▶ Description of the task
Give only the lines from the one containing "Expected: one point per instance of the chevrolet" through the end of the material below, exactly as written.

▶ Records from a collection
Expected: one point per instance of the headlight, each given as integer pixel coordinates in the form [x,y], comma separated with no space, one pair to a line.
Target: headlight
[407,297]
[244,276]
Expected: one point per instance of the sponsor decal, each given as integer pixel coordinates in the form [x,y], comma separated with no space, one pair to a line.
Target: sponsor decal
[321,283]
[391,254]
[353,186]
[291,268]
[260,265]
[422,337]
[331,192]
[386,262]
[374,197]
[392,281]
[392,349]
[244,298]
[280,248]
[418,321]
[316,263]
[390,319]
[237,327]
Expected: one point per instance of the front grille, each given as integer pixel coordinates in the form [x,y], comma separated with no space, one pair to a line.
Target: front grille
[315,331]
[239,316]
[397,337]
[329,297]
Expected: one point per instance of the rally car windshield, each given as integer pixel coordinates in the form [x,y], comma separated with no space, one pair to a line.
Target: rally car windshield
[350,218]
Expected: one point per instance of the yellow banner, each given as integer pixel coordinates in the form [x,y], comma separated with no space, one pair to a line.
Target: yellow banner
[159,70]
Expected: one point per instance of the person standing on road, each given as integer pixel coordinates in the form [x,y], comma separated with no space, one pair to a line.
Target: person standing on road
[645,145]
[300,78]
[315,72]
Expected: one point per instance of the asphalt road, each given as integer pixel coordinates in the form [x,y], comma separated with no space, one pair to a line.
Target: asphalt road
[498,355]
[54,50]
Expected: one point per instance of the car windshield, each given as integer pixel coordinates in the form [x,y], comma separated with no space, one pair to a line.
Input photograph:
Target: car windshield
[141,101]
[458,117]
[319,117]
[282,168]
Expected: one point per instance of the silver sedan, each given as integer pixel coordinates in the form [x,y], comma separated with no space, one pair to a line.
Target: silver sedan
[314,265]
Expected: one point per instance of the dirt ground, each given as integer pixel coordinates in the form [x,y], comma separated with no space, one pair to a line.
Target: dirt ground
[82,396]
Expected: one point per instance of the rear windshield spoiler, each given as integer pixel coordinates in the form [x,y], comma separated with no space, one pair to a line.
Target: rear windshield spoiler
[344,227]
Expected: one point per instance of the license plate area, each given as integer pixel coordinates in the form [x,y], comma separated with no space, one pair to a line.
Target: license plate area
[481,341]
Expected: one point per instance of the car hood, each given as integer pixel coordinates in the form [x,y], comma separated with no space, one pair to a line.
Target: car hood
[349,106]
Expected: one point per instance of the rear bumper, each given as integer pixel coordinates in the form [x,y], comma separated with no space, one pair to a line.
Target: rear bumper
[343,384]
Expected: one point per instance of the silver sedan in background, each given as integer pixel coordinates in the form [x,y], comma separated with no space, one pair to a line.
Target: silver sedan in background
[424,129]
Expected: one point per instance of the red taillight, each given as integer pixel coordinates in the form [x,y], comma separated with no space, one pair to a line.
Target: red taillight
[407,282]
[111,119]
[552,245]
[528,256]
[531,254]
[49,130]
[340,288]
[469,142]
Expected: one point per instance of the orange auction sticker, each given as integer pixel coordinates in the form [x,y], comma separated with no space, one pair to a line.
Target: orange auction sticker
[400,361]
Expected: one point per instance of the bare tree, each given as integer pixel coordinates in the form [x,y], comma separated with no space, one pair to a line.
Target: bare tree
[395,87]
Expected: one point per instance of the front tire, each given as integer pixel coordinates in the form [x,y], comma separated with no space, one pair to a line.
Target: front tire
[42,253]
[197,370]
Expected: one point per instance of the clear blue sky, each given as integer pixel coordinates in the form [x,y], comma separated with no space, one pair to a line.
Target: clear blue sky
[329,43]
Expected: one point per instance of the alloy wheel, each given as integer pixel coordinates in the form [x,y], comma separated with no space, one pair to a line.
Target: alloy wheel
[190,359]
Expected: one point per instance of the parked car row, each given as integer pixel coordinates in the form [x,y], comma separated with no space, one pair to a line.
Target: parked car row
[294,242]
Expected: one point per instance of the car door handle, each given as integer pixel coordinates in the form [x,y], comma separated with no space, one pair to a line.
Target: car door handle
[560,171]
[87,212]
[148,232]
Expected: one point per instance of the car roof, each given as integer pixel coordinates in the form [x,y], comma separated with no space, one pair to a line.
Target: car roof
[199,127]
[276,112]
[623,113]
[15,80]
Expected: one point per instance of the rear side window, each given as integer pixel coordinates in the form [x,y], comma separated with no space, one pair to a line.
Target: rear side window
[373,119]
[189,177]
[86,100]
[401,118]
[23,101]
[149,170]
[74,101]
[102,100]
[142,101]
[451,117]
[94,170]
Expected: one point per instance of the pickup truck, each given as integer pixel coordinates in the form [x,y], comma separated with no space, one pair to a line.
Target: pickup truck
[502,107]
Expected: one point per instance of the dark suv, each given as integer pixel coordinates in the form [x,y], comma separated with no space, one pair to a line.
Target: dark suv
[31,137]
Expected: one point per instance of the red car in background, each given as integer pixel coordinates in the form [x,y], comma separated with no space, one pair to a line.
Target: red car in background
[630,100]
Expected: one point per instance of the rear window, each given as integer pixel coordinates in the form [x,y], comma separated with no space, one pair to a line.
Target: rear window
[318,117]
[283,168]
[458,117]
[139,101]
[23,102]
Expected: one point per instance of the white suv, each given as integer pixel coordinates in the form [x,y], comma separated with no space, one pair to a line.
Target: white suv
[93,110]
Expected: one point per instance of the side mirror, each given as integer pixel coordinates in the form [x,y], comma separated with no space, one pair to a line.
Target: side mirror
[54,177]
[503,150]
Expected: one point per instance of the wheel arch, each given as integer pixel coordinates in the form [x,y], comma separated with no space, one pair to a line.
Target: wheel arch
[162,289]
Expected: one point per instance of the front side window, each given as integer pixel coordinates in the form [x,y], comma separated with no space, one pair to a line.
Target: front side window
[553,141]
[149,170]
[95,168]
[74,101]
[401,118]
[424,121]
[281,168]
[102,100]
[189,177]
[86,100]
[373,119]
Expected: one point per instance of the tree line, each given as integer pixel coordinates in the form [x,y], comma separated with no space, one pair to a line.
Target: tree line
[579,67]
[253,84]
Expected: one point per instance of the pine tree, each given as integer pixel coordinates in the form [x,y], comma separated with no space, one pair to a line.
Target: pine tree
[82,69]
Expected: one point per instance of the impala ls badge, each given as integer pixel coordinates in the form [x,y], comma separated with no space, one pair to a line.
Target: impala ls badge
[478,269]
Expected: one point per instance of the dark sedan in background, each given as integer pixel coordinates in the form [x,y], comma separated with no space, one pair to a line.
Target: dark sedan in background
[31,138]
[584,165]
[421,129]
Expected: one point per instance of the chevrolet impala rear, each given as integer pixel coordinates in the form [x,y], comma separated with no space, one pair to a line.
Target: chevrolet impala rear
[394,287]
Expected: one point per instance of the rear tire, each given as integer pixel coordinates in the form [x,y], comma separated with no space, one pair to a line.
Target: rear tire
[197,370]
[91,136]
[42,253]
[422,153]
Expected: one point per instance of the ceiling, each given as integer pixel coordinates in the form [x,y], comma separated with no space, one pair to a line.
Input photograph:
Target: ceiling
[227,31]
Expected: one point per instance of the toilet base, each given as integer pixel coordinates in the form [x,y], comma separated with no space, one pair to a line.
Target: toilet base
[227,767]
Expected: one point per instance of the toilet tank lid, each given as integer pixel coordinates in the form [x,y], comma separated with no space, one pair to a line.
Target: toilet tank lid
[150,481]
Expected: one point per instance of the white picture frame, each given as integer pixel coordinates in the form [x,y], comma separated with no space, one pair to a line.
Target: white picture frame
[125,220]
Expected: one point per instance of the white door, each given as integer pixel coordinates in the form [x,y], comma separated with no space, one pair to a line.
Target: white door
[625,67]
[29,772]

▶ Solution below
Expected: one point per instance of the chevrolet impala rear, each given as integer pixel coordinates in the form [x,y], comma separated with no space, one pair to a line.
Target: chevrolet impala rear
[394,287]
Expected: one point per instance of the rear tire, each given as integer pixel coordinates in the form [x,y], comma separated with no space, one pair to a line.
Target: rear tire
[197,370]
[91,136]
[42,253]
[422,153]
Expected: one point per instance of the ceiling, each given as integer pixel coordinates in the form [x,y], comma separated with no space, one pair to a line.
Input photograph:
Target: ceiling
[227,31]
Expected: one point per instance of the toilet base, each given as integer pixel coordinates in the form [x,y], comma separated with no space, one pair to a line.
Target: toilet base
[227,767]
Expected: one point per instance of the toilet tank lid, each given as integer pixel coordinates in the form [x,y], comma separated with no space, one pair to a line.
Target: toilet tank lid
[150,481]
Expected: one point per instance of the white picture frame, each given as integer pixel coordinates in the form [x,y], comma separated with no space, one pair to a line.
Target: white picture frame
[125,220]
Expected: one point per instance of the white door, each given as integer pixel coordinates in the form [x,y], comma separated with no space, one pair to a line.
Target: white door
[625,67]
[29,772]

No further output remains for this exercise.